**TASK GOAL**
In the text on Russian politics below, retype the passage from "Drawing on three" up to and including "of modern autocracy.".

Media and public discussion tends to understand Russian politics as a direct reflection of Vladimir Putin’s seeming omnipotence or Russia’s unique history and culture. Yet Russia is remarkably similar to other autocracies—and recognizing this illuminates the inherent limits to Putin’s power. Weak Strongman challenges the conventional wisdom about Putin’s Russia, highlighting the difficult trade-offs that confront the Kremlin on issues ranging from election fraud and repression to propaganda and foreign policy.
Drawing on three decades of his own on-the-ground experience and research as well as insights from a new generation of social scientists that have received little attention outside academia, Timothy Frye reveals how much we overlook about today’s Russia when we focus solely on Putin or Russian exceptionalism. Frye brings a new understanding to a host of crucial questions: How popular is Putin? Is Russian propaganda effective? Why are relations with the West so fraught? Can Russian cyber warriors really swing foreign elections? In answering these and other questions, Frye offers a highly accessible reassessment of Russian politics that highlights the challenges of governing Russia and the nature of modern autocracy.

**DATA SHOWN**
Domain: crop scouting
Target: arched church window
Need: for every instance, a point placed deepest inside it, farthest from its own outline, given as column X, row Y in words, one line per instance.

**EXPECTED ANSWER**
Drawing on three decades of his own on-the-ground experience and research as well as insights from a new generation of social scientists that have received little attention outside academia, Timothy Frye reveals how much we overlook about today’s Russia when we focus solely on Putin or Russian exceptionalism. Frye brings a new understanding to a host of crucial questions: How popular is Putin? Is Russian propaganda effective? Why are relations with the West so fraught? Can Russian cyber warriors really swing foreign elections? In answering these and other questions, Frye offers a highly accessible reassessment of Russian politics that highlights the challenges of governing Russia and the nature of modern autocracy.